# Report from Darwin N.T



## ChoonaChaser (May 28, 2013)

G'day kayakers,

Just sharing a few photos from some recent trips along Darwin's foreshore. 
I have a hobie pro anger and usually fast troll hard bodies over some shallow reef not too far off shore.

Couple of first for me:

Got my first wild barra from a kayak
Seen a croc from the kayak
and sunk in my kayak

The barra was 55cm and was caught near mindil markets here in Darwin, at 55cm it was small but I was stoked
The croc I saw at Lee point. I was heading out to troll some hard bodies for pelagics and pretty much ran into the 2.5m salty as he was transiting from Shoal bay into the harbour. He ignored me and kept cruising...
While on the way to East Point, I incorrectly strapped my hobie down bad on my 6x4 trailer and consequently put 2 stress holes under the seat in the drainage part.
I didn't know this to until I had already launched and saw my dry box start lifting from water right in front of me.

the yak has been plastic welded and fixed
the trailer has been better set up
as for the croc it was rare along the foreshore, it was scary 
but has not put me off

I love yakking to much 
Cheers from up North
Choona


----------



## captaincoochin (Nov 11, 2012)

Nice fish bag, and Nice haul of fish. Your not worried yak fishing in croc infested waters at night?
Fortune favours the brave ey..


----------



## Zed (Sep 18, 2006)

I'd write a letter. You're only getting partial fish up there.


----------



## Geoffw (Jan 23, 2011)

A great spot to be fishing from and some nice pics there but I'm not sure I would do it from a yak. While I was there a croc had a go at a dog being walked on Mindle beach and I have seen more than a couple make that transition with the incoming tide at lee point. Go the brave!


----------



## jbonez (Jul 9, 2013)

Legendary stuff mate, looks like you would not want to sink in those waters might be a stressful swim back,

Must be alot of fun fishing topwater lures up there


----------



## clarkey (Jan 13, 2009)

Good stuff mate.


----------



## Deefa (Dec 22, 2012)

I can understand why you are sticking to the inner reefs.
Good stuff.


----------



## scater (Nov 24, 2007)

Good fish, and well done on getting out there in the yak, I never had the guts. That moustache looks like it's been added later using MS Paint. You need and Akubra.


----------



## ChoonaChaser (May 28, 2013)

Cheers for the replies lads,

Love how my mo gets more attention then my fishing report lol

Crocs - We fish the foreshore 
General rule is stay out of the mangroves

Crocs don't live on the foreshore but they use it as a high way for cruising through.
Higher chance of a pranging the car on the way to kayak fishing, I think anyway.

Well I got Spaniyard this morning trolling a gold bomber 
Not massive like you east coast boyz but was stoked

Cheerz from up North 
Choona


----------



## captaincoochin (Nov 11, 2012)

Nice mo


----------



## RhubarbTheYeti (Oct 28, 2013)

Resembles a young Graeme Gooch :?


----------
====================
WHAT NEEDS TO BE DONE:
In the Darwin kayak fishing thread, how long was the first wild barra caught from the kayak?
====================
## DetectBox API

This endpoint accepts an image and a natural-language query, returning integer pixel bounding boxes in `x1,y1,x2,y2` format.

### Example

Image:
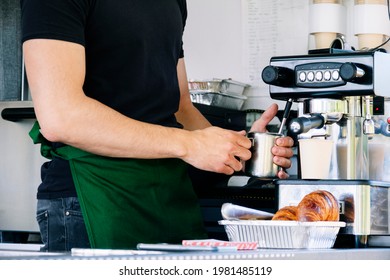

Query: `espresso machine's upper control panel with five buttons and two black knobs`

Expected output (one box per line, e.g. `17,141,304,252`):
262,51,390,101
====================
ANSWER BELOW:
55cm